- _Exercise instructions_:
Write the records out exactly as they read, but not the pictures.
[Opening Data excerpts section]
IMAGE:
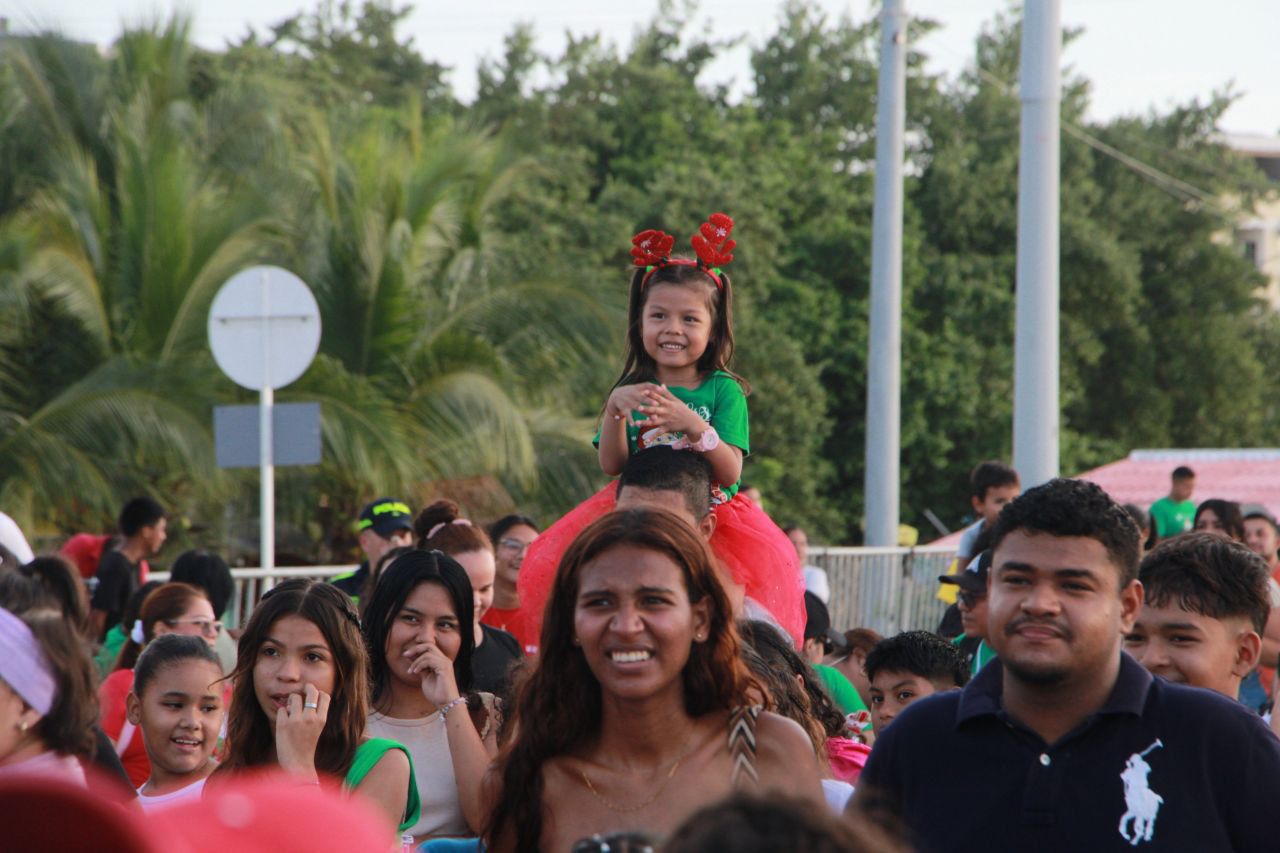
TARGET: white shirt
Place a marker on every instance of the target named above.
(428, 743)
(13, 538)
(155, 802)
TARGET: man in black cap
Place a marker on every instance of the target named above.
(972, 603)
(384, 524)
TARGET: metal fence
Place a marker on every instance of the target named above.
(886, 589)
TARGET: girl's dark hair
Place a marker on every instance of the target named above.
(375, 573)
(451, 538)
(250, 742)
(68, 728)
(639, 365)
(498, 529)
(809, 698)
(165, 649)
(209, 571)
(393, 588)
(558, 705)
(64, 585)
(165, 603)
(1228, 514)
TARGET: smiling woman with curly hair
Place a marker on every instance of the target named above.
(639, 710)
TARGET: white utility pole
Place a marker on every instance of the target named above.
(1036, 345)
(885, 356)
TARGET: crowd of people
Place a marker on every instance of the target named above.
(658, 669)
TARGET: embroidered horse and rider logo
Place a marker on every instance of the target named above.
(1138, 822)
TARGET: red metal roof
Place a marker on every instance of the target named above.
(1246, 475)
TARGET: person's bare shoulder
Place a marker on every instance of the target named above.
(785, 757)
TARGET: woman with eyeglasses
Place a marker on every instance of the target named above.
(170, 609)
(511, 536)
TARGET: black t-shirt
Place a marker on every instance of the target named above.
[Closing Data excerpts section]
- _Answer to this task_:
IMAGE:
TARGET: white shirt
Place a marker on every instance of the target named above.
(428, 743)
(13, 538)
(155, 802)
TARGET: man in black cap
Place a marker on every instance of the target named above.
(972, 603)
(384, 524)
TARGET: metal fence
Place a marker on every instance of the target named above.
(886, 589)
TARGET: girl's dark hair
Place a marker on every instance of the target named above.
(375, 573)
(451, 538)
(250, 742)
(68, 728)
(639, 365)
(498, 529)
(809, 698)
(165, 649)
(209, 571)
(393, 588)
(558, 705)
(64, 585)
(165, 603)
(1228, 514)
TARGET: smiling woman with curly hair
Place a marker on every instance of the target named above.
(639, 710)
TARGET: white utility pole
Place a marker on every instance of the target named above.
(1036, 345)
(885, 356)
TARGET: crowd of people
Place a marker on every instance of the target named above.
(658, 669)
TARGET: embroidered horse and rider logo
Place a marker on every instance of the target named above.
(1138, 822)
TARGET: red metal roof
Place a marker on every instance of the target named above.
(1246, 475)
TARGET: person's bare shoulder
Place a marker on every instance of the target named above.
(785, 757)
TARGET: woman with eyeglasses
Place a marker on every instance of the target named above.
(170, 609)
(511, 536)
TARGET: black t-shirt
Place a marker on every instance of the target named above.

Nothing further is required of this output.